● GIVEN RECORDS:
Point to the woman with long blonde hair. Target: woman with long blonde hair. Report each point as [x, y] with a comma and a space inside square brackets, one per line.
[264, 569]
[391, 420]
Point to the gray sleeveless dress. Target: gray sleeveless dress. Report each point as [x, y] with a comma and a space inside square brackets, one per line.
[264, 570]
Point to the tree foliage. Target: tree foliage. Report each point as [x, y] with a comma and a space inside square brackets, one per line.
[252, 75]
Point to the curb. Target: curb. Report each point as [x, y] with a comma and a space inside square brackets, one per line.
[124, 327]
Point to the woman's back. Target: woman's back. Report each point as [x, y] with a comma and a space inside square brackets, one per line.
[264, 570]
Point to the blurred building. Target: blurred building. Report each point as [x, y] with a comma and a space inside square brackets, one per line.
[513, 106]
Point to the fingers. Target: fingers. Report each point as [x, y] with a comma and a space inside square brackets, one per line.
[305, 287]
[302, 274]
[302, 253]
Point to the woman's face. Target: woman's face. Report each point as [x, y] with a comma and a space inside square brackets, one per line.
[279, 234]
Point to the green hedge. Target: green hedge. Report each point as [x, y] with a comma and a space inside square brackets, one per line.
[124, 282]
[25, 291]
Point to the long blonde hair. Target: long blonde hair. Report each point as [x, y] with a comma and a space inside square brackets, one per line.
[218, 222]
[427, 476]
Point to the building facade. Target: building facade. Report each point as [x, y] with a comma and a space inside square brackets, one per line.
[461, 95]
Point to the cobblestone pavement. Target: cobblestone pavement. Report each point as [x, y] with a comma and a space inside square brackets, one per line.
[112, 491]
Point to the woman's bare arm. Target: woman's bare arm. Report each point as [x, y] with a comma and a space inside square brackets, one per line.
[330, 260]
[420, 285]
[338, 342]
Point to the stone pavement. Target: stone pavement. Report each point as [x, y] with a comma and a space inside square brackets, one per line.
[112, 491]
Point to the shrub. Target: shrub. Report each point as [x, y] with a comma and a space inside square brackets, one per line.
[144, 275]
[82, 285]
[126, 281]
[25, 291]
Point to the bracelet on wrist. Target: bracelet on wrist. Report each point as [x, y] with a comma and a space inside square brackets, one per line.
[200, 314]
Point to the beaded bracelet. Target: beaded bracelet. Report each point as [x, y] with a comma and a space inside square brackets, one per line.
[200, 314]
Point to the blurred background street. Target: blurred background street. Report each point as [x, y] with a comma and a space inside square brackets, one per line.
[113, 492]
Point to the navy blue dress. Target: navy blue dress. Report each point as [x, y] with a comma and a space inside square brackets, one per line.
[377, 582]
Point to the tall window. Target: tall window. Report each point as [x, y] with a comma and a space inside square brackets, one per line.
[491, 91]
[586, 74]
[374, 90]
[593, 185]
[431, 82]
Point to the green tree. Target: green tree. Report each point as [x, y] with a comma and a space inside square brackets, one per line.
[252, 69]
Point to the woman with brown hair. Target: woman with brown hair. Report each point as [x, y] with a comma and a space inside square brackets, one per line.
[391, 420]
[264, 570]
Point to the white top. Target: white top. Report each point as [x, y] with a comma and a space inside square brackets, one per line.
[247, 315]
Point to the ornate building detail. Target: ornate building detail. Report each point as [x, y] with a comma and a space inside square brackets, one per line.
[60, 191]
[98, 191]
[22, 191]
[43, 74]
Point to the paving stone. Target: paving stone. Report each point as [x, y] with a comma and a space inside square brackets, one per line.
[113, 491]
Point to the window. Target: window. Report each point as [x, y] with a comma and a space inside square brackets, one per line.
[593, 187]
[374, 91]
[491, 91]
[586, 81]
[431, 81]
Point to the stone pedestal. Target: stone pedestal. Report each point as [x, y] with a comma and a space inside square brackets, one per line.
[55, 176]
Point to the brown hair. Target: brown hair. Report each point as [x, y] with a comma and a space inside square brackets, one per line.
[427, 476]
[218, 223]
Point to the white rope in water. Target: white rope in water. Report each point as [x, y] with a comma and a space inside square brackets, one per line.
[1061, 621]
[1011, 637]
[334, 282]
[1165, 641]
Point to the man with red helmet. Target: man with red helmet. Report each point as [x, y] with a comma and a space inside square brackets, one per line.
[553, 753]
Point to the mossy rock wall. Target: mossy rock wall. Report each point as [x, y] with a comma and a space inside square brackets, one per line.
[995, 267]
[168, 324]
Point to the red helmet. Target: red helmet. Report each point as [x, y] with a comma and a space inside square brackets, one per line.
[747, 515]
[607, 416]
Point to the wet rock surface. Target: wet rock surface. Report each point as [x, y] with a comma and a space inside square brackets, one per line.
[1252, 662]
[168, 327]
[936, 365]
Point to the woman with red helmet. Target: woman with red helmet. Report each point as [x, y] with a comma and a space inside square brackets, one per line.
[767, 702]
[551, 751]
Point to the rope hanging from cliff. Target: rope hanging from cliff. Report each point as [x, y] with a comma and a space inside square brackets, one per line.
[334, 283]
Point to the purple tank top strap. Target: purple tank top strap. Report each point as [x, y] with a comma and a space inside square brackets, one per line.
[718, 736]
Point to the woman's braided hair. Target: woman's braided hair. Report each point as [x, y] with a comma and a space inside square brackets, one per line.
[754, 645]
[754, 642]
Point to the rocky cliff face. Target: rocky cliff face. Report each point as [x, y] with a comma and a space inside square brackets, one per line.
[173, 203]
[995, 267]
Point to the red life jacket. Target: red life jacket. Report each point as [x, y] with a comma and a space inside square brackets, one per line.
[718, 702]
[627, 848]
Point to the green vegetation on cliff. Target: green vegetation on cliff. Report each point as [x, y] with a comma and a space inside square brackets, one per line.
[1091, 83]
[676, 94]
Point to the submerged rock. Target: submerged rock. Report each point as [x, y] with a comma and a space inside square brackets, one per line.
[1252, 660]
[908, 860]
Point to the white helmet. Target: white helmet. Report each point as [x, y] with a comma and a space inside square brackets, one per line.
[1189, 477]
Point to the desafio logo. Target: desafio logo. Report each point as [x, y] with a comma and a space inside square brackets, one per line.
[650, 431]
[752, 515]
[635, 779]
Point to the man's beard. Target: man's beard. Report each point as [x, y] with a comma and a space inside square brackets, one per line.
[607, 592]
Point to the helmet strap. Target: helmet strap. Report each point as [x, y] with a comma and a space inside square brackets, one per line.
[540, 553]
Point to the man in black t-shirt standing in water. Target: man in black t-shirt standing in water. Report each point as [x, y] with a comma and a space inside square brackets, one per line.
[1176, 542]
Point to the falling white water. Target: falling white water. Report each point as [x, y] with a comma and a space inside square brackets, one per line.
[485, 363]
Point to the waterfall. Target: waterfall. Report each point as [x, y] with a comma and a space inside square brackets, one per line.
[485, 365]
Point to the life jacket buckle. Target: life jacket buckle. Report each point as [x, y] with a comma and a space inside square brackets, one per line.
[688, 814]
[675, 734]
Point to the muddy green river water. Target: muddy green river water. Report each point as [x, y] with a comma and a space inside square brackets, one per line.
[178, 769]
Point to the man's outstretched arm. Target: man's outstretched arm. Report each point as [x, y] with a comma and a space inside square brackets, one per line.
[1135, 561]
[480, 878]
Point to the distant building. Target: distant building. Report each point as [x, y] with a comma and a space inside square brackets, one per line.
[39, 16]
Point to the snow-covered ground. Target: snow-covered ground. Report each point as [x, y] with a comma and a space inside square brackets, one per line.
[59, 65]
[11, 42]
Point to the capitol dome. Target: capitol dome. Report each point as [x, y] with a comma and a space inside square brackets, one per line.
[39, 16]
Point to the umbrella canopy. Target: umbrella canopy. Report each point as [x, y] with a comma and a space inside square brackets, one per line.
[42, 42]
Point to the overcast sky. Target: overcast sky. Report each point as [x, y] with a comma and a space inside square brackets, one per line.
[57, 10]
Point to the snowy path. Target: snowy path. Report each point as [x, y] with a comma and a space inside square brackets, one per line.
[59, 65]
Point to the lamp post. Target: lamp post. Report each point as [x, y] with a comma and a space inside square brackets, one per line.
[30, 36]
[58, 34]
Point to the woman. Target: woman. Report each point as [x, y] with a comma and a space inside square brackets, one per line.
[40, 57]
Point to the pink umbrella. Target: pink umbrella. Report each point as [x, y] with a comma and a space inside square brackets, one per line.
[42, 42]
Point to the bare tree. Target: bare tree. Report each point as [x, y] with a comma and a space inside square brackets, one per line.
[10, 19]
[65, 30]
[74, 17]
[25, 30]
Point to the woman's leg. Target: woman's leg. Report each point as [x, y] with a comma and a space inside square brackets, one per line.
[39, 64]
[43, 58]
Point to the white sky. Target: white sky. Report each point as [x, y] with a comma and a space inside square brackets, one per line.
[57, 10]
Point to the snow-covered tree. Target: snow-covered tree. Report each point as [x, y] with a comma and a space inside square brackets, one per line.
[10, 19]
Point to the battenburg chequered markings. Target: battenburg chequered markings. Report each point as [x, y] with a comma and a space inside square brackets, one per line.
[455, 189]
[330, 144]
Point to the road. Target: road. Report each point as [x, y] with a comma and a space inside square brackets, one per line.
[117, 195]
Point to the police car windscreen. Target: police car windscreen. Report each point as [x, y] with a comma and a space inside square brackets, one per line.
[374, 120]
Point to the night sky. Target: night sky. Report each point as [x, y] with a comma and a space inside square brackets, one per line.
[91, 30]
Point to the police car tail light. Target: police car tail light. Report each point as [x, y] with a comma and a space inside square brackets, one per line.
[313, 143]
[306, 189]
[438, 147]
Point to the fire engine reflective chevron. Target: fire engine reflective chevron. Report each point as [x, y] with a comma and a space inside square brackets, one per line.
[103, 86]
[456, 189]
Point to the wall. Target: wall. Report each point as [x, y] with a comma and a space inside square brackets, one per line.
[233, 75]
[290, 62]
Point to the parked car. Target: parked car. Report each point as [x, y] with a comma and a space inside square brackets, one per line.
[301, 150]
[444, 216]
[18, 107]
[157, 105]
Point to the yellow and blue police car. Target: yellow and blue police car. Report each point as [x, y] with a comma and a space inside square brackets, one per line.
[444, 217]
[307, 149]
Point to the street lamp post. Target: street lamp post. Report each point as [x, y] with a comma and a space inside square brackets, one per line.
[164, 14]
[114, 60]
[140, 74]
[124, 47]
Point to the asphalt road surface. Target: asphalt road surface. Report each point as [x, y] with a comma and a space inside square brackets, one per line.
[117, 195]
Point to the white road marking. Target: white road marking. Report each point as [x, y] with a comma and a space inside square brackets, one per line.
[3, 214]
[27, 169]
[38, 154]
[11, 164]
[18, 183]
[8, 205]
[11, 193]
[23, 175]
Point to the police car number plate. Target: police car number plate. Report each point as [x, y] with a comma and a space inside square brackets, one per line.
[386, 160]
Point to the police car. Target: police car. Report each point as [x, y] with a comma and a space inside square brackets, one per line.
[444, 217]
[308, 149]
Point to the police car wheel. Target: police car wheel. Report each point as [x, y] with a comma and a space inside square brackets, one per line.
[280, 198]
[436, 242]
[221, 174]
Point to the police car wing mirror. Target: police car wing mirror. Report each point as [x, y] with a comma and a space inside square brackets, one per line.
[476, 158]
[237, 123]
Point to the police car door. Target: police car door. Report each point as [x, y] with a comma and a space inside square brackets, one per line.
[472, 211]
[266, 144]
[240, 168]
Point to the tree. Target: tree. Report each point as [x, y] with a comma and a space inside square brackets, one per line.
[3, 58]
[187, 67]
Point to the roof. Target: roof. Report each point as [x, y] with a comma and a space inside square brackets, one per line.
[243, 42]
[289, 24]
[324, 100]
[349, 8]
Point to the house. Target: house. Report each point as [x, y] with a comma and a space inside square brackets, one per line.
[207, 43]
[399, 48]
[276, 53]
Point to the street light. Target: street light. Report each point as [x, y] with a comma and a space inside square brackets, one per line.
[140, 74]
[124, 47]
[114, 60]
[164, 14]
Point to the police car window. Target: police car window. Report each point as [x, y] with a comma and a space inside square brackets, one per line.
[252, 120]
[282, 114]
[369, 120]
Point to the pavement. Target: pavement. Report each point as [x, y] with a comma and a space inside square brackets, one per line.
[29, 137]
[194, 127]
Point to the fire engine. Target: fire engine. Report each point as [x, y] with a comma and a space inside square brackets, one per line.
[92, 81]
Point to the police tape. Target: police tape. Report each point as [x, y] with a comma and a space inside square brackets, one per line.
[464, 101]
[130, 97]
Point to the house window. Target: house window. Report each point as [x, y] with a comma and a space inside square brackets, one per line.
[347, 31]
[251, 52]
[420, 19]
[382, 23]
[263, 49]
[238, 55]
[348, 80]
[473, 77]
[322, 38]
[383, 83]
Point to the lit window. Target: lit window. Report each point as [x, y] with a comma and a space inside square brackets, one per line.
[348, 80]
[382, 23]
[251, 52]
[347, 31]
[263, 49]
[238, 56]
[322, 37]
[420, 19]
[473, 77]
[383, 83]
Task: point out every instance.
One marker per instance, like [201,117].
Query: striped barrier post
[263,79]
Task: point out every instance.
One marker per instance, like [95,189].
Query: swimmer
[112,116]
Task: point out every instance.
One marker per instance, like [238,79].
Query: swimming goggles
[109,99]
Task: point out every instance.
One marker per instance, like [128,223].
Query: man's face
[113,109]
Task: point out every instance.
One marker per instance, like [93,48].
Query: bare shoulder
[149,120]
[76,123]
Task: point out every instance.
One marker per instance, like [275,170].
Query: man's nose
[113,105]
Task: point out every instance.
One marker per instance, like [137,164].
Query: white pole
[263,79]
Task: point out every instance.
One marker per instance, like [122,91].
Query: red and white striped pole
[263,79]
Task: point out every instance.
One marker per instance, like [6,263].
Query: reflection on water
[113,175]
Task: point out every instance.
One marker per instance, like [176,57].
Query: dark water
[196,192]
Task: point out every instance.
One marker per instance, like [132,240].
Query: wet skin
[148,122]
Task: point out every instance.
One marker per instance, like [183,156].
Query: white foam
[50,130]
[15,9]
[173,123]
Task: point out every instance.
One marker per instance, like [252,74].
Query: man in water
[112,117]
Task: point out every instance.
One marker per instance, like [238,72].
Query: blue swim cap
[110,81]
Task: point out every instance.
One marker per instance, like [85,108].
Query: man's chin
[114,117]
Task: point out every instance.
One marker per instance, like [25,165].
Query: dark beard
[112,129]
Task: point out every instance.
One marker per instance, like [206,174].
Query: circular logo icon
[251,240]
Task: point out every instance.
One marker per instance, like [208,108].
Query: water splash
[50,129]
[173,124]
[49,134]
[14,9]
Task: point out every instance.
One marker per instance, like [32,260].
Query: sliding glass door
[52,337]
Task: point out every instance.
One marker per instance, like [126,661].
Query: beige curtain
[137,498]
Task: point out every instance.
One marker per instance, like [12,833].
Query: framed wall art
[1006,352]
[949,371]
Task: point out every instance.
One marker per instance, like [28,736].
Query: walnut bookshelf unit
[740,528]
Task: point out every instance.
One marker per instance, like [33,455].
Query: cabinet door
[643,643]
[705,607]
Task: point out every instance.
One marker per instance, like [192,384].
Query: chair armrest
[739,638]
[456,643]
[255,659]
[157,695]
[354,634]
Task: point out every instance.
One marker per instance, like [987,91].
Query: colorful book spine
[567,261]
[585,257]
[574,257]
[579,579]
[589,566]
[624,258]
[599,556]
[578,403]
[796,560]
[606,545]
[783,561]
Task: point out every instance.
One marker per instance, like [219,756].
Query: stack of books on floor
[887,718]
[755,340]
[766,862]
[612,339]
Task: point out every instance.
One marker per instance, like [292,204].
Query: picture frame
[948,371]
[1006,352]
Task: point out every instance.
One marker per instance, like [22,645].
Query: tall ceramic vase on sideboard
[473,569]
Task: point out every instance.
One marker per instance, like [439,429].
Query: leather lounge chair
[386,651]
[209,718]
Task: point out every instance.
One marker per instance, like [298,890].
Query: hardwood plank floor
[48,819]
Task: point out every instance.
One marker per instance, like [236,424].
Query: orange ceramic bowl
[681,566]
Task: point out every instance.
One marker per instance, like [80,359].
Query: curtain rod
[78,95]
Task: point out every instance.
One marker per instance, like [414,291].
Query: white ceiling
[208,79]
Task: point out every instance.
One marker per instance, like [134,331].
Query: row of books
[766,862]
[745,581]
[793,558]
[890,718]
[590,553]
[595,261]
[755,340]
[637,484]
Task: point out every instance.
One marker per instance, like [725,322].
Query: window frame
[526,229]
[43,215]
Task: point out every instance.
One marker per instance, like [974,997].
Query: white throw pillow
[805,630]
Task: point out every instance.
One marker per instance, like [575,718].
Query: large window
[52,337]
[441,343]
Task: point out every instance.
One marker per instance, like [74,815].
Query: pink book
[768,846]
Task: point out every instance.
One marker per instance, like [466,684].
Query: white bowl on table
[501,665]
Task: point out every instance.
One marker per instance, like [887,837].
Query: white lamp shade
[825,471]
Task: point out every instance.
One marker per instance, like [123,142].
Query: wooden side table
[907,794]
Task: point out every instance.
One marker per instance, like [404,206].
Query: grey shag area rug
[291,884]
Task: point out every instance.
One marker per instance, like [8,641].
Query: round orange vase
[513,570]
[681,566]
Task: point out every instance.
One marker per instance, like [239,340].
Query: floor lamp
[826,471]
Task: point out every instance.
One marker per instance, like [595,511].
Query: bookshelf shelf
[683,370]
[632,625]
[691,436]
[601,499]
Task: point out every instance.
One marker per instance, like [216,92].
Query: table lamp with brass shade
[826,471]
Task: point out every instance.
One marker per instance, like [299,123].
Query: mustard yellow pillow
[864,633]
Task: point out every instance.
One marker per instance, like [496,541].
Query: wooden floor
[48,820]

● TASK TO COMPLETE: Beginning with the line that holds "Query: white bowl on table", copy the entries exactly to their last line, and leave out every earlier line.

● THE COMPLETED TASK:
Query: white bowl on table
[501,665]
Task: point out every instance.
One marker per instance, like [887,837].
Query: white lamp shade
[825,471]
Task: point out every instance.
One marker per instance, like [123,142].
Query: wooden side table
[907,794]
Task: point out every instance.
One marker per instance, like [404,206].
Query: grey shag area rug
[291,884]
Task: point out every instance.
One marker per instance, like [8,641].
Query: round orange vase
[513,570]
[681,566]
Task: point out every instance.
One marker per instance, like [239,340].
Query: floor lamp
[826,471]
Task: point out every instance.
One marker per instance, like [595,511].
Query: bookshelf shelf
[683,370]
[632,625]
[691,436]
[601,499]
Task: point out every instance.
One marker per instance, like [216,92].
Query: table lamp with brass shade
[826,471]
Task: point out every instance.
One marker per instance, like [299,123].
Query: mustard yellow pillow
[864,633]
Task: point out every instance.
One marker per instance, like [496,541].
Query: wooden floor
[48,820]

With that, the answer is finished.